TASK TO COMPLETE »
Each record that follows should be transcribed word for word.

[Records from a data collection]
------------------------
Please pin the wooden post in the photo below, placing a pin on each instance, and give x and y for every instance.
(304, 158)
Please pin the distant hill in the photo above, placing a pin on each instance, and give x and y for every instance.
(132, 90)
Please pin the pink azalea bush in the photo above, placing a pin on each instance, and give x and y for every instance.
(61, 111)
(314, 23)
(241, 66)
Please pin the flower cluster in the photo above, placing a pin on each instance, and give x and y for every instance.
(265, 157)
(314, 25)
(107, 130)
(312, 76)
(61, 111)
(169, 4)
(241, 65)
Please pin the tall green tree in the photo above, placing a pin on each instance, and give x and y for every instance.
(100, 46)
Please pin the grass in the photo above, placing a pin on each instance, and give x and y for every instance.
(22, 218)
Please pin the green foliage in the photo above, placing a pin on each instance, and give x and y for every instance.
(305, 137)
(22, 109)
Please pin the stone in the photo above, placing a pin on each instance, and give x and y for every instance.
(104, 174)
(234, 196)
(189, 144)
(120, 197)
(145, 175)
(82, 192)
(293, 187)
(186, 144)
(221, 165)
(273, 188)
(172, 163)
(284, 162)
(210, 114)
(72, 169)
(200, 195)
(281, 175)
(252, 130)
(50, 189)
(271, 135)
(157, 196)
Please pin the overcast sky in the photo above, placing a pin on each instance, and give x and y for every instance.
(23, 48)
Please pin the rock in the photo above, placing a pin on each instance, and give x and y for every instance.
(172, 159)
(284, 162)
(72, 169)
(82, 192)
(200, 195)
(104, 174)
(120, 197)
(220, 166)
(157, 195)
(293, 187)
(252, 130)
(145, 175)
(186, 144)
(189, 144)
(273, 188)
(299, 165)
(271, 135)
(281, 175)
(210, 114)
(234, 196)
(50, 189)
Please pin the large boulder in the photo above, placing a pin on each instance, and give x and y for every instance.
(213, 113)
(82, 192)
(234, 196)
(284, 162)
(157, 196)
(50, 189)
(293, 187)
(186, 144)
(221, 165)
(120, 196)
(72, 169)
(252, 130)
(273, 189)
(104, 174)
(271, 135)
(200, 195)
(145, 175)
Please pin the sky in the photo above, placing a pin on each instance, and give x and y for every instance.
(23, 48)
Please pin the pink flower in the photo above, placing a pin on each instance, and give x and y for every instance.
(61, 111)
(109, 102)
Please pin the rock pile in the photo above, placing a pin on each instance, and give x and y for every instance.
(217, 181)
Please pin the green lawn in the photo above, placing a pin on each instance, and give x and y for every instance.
------------------------
YOUR RESPONSE »
Please pin the wooden post in the photo below, placing a pin on each instance, and give x and y for every instance.
(304, 158)
Please pin the distant hill in the photo above, placing a pin on each instance, and give x and y for every instance.
(132, 90)
Please pin the pink azalea bush in the photo above, placing a pin on each instance, and give x and y for every instance.
(61, 111)
(314, 23)
(241, 66)
Please pin the flower cluster in the photo above, placing a pin on each instance, and give x and y for every instance.
(265, 157)
(314, 25)
(107, 130)
(312, 76)
(61, 111)
(169, 4)
(241, 65)
Please pin the tall green tree in the photo above, placing a pin on each instance, and give x and y for every instance.
(100, 46)
Please pin the grass in the photo above, placing a pin on each instance, and give x and y for every instance.
(22, 218)
Please pin the green foliage in the photo above, placing a pin on each instance, and give x and y for every instance.
(305, 137)
(22, 109)
Please pin the stone in the photo above, placing a pin on each instance, and give x and y for every instance.
(104, 174)
(234, 196)
(189, 144)
(120, 197)
(145, 175)
(82, 192)
(293, 187)
(186, 144)
(221, 165)
(273, 188)
(172, 163)
(284, 162)
(210, 114)
(72, 169)
(200, 195)
(281, 175)
(252, 130)
(50, 189)
(271, 135)
(157, 196)
Please pin the overcast sky in the photo above, placing a pin on each instance, and give x and y for every instance.
(23, 48)
Please pin the rock in the photo above, placing a pin on each instance, and give x and y for every instance.
(172, 159)
(284, 162)
(72, 169)
(82, 192)
(200, 195)
(104, 174)
(120, 197)
(220, 166)
(157, 195)
(293, 187)
(252, 130)
(145, 175)
(186, 144)
(189, 144)
(273, 188)
(299, 165)
(271, 135)
(281, 175)
(210, 114)
(234, 196)
(50, 189)
Please pin the large boulder in the photo above, placing a pin on each instance, and give x and y for every instance.
(213, 113)
(82, 192)
(234, 196)
(284, 162)
(157, 196)
(50, 189)
(293, 187)
(186, 144)
(221, 165)
(120, 196)
(72, 169)
(252, 130)
(273, 189)
(104, 174)
(271, 135)
(200, 195)
(145, 175)
Please pin the sky in the photo above, placing a pin on each instance, and give x and y for every instance.
(23, 48)
Please pin the pink flower in the photo above, placing a pin on each instance, and give x and y for every instance.
(61, 111)
(109, 102)
Please pin the rock pile in the photo above, placing a pin on each instance, and give x and y for every instance.
(217, 181)
Please pin the green lawn in the photo above, placing a pin on each instance, and give x and y for every instance.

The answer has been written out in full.